:: WORK TO DO ::
Print out the entries below with no edits.

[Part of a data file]
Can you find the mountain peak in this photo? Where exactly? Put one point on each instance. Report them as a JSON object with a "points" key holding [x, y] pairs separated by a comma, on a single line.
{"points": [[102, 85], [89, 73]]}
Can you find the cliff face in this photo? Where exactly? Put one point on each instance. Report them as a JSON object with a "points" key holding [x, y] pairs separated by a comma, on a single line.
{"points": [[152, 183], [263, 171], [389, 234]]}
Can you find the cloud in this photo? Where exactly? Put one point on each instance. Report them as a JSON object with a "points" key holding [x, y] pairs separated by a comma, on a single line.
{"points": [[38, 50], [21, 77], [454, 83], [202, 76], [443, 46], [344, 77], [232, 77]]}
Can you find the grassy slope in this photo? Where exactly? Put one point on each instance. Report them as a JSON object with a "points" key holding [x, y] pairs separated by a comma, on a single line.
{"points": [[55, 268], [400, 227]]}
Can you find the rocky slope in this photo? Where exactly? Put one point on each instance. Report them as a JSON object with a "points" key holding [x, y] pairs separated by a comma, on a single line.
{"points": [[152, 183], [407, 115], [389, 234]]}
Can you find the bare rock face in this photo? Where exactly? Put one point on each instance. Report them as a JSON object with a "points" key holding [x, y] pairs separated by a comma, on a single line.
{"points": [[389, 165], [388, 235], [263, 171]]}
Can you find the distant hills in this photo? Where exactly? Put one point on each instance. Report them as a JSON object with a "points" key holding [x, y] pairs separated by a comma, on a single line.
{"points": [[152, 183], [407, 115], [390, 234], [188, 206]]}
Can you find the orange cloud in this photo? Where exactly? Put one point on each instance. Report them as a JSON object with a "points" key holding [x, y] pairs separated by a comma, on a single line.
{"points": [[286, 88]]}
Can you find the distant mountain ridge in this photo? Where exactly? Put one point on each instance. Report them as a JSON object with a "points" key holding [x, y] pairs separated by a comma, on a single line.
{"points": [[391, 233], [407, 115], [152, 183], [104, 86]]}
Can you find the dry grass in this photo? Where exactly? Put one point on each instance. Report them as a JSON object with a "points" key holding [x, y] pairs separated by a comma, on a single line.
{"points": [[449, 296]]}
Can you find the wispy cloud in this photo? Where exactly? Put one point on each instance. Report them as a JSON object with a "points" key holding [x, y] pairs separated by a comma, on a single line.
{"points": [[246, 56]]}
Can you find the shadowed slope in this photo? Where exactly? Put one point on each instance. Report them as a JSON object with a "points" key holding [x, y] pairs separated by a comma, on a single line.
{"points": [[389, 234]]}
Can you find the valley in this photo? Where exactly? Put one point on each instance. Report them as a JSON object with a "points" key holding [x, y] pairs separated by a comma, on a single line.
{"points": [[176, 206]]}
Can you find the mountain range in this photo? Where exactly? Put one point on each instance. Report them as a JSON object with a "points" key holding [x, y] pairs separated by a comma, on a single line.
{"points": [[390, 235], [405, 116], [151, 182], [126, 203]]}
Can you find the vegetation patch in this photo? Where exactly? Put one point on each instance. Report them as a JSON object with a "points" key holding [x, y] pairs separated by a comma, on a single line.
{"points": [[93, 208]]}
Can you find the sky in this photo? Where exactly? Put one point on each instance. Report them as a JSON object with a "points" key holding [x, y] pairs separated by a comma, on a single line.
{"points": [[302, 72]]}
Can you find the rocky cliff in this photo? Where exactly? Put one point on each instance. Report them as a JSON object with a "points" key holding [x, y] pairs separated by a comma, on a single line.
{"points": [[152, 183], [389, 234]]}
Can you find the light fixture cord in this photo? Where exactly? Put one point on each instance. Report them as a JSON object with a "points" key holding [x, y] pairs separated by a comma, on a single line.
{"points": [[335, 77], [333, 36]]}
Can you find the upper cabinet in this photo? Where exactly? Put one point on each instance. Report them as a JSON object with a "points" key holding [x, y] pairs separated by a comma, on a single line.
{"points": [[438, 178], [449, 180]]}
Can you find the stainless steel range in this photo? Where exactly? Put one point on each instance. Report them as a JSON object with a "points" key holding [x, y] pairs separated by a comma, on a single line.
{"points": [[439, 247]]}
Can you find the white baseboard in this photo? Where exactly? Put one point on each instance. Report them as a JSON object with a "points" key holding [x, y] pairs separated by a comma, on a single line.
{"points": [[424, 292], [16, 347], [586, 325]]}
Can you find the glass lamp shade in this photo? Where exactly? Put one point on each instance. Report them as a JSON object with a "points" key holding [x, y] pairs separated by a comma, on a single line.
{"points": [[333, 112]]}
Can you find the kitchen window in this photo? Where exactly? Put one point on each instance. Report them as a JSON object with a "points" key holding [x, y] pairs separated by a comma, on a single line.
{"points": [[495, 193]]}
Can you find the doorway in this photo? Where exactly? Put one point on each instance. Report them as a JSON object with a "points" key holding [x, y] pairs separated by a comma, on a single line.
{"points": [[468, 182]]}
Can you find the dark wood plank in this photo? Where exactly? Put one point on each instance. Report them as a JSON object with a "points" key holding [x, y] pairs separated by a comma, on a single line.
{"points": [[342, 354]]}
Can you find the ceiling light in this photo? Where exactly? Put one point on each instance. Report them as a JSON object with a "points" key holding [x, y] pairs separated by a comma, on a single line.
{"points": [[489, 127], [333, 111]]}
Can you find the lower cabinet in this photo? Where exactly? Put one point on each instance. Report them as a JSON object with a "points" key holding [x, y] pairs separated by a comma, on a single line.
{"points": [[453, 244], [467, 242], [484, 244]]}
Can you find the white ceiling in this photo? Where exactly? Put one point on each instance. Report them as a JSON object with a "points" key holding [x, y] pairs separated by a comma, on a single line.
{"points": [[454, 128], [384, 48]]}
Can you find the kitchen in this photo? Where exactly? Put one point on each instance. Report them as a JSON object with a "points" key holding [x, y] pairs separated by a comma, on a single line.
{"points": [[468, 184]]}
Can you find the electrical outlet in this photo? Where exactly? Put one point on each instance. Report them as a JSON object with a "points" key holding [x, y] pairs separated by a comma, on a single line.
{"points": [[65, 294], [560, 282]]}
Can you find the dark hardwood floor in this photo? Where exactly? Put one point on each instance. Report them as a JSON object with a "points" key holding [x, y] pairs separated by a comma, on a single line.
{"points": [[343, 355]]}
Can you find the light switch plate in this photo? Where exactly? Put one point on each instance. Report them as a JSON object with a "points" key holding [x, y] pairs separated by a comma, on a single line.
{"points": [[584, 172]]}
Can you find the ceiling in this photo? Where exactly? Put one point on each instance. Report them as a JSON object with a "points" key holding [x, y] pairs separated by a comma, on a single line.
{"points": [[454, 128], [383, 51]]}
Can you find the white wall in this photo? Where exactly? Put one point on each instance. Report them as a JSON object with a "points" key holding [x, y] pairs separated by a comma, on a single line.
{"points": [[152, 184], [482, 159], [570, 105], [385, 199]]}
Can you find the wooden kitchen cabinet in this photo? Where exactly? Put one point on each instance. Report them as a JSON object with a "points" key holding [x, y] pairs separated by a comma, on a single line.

:: TASK ANSWER ::
Can you find the mountain peak in this photo? Where exactly? Put one point on each instance. Report them as a JSON object with a "points" key holding [x, y] pairs separated by a comma, on a single line.
{"points": [[102, 85], [89, 73]]}
Can you find the cliff face in this photo? Where exactly? Put one point on each instance. Report them as a JSON object with a "points" key holding [x, y] pairs separated by a comma, on a single line.
{"points": [[152, 183], [263, 171], [389, 234]]}
Can you find the cloud in this photo? Where exactly? Put one point on each instance. Report them as a JSON object with a "points" key holding [x, y] pairs separated by a comma, on a single line.
{"points": [[38, 50], [21, 77], [454, 83], [202, 76], [443, 46], [344, 77], [232, 77]]}
Can you find the grassy slope in this photo? Where exactly? Put one point on each instance. Report them as a JSON object with a "points" key holding [x, y] pairs separated by a comma, on a single line.
{"points": [[55, 268], [400, 227]]}
Can you find the rocky slope in this photo? Where exactly? Put one point on each instance. Report them as a JSON object with a "points" key holding [x, y] pairs separated by a comma, on a single line.
{"points": [[152, 183], [407, 115], [389, 234]]}
Can you find the bare rock face in this photo? Where exactly? Put one point on each instance. Report them as a JSON object with a "points" key holding [x, y] pairs separated by a comma, on a single line.
{"points": [[389, 165], [388, 235], [263, 171]]}
Can you find the distant hills in this photo? Where exactly? Put one point on each instance. Report them as a JSON object with a "points" key holding [x, y] pairs separated by a comma, on a single line.
{"points": [[152, 183], [407, 115], [390, 234], [188, 206]]}
Can you find the orange cloud in this photo? Where exactly? Put one point on each instance. Report them as a JSON object with a "points" key holding [x, y] pairs separated by a comma, on a single line.
{"points": [[286, 88]]}
Can you find the distant mountain ridge in this photo? Where exactly? Put one point on each instance. Report them as a JSON object with a "points" key holding [x, y] pairs separated by a comma, on a single line.
{"points": [[391, 233], [407, 115], [152, 183], [104, 86]]}
Can you find the dry grass in this photo? Where exactly? Put one point on each instance. Report them as a JSON object with a "points" key holding [x, y] pairs separated by a comma, on a single line.
{"points": [[449, 296]]}
Can you find the wispy cloud in this photo? Where exactly? Put one point on each instance. Report them as a JSON object with a "points" key holding [x, y] pairs separated by a comma, on a single line.
{"points": [[246, 56]]}
Can you find the shadowed slope in this photo? Where exactly? Put one point on each instance. Report them as a JSON object with a "points" key holding [x, y] pairs separated by a comma, on a single line.
{"points": [[389, 234]]}
Can you find the valley in this photo? Where exactly? Put one point on each instance. Report them as a JSON object with a "points" key holding [x, y] pairs separated by a comma, on a single line.
{"points": [[176, 206]]}
Can you find the mountain range in this photo? Where exactly? Put one point on each instance. Report them as a JSON object with a "points" key holding [x, y] pairs separated by a comma, on a single line.
{"points": [[390, 235], [405, 116], [151, 182], [126, 203]]}
Can you find the vegetation patch in this photo? Where exactly? Put one point on each instance. Report them as a JSON object with a "points" key holding [x, y] pairs separated by a comma, on a single line.
{"points": [[93, 208]]}
Can you find the sky in this photo? Where exactly? Put one point on each instance. Report them as a JSON object with a "points" key holding [x, y] pairs separated by a comma, on a single line.
{"points": [[302, 72]]}
Can you find the rocky cliff in this photo? Where exactly? Put one point on each instance. Report them as a JSON object with a "points" key holding [x, y] pairs separated by a comma, on a single line.
{"points": [[152, 183], [389, 234]]}
Can you find the light fixture cord in this photo? Where exactly? Put one point on each instance. Report them as a JSON object with a "points" key holding [x, y] pairs separated by a comma, on a single line.
{"points": [[335, 77], [333, 36]]}
Can you find the upper cabinet in this photo? Where exactly? Put one point on each instance. Report them as a JSON object with a "points" key holding [x, y] pairs separated by a comma, on a single line.
{"points": [[438, 178], [449, 180]]}
Can you find the stainless steel range in this photo? Where exactly? Put one point on each instance. Report them as a JSON object with a "points" key holding [x, y] pairs separated by a comma, on a single line.
{"points": [[439, 247]]}
Can you find the white baseboard in this photo? Where exactly? Put one point on each instance. Report them as a JSON object with a "points" key holding [x, y] pairs separated by a comma, on a single line.
{"points": [[424, 292], [16, 347], [586, 325]]}
Can you find the glass lamp shade in this photo? Where exactly? Put one point on each instance. Report them as a JSON object with a "points" key holding [x, y] pairs separated by a comma, on a single line.
{"points": [[333, 112]]}
Can you find the kitchen window in this photo? Where exactly? Put one point on each instance. Report them as a JSON object with a "points" key holding [x, y] pairs separated by a comma, on a single line.
{"points": [[495, 193]]}
Can you find the doorway in this photo? Where exactly? Put one point on each instance. Report them as a JSON object with a "points" key holding [x, y] pairs separated by a comma, on a single line.
{"points": [[468, 182]]}
Can you find the dark wood plank in this photo? Where exactly? Put one point on each instance. Report them as a JSON object with a "points" key holding [x, y] pairs separated by a comma, on a single line.
{"points": [[342, 354]]}
Can you find the ceiling light in this photo? Where exactly? Put one point on each instance. Report them as a JSON object with a "points" key holding [x, y] pairs separated by a comma, on a single line.
{"points": [[489, 127], [333, 111]]}
Can you find the lower cabinet in this photo? Where exactly? Put one point on each instance. Report them as a JSON object with a "points" key holding [x, y] pairs separated by a comma, on a single line.
{"points": [[453, 244], [467, 242], [484, 244]]}
Can you find the white ceiling in this photo? Where exactly? Put one point on each instance. Report them as a JSON object with a "points" key holding [x, y] pairs separated by a comma, on a single line.
{"points": [[454, 128], [384, 48]]}
Can you find the kitchen in this photo? Where exactly? Put one point on each instance. Report them as a JSON object with a "points" key holding [x, y] pairs separated by a comma, on a single line.
{"points": [[468, 184]]}
Can you find the electrical outlet in this photo? Where exactly? Put one point on each instance. Report them as a JSON object with a "points" key holding [x, y] pairs separated by a comma, on a single line.
{"points": [[65, 294], [560, 282]]}
Can you find the dark hardwood floor in this photo? Where exactly? Put one point on each instance. Report them as a JSON object with a "points" key holding [x, y] pairs separated by a comma, on a single line.
{"points": [[343, 355]]}
Can you find the light switch plate in this photo? Where exactly? Put one point on each instance. Report them as a JSON object with a "points" key holding [x, y] pairs separated by a comma, on a single line.
{"points": [[584, 172]]}
Can you find the ceiling in this photo? Where exactly? Put one point on each instance. Report them as a JSON object with a "points" key holding [x, y] pairs separated by a comma, on a single line.
{"points": [[454, 128], [383, 51]]}
Can you find the white wall in this photo? Where exactly? Put one point on each instance. Report them as a JSON object with a "points" key holding [x, y] pairs separated by a comma, on a single line.
{"points": [[152, 184], [482, 159], [570, 105], [385, 199]]}
Can you find the wooden kitchen cabinet in this photo? Where exactly? Put one point on each instance. Report them as a JSON object with a "points" key holding [x, y] pairs separated by a comma, on a single line.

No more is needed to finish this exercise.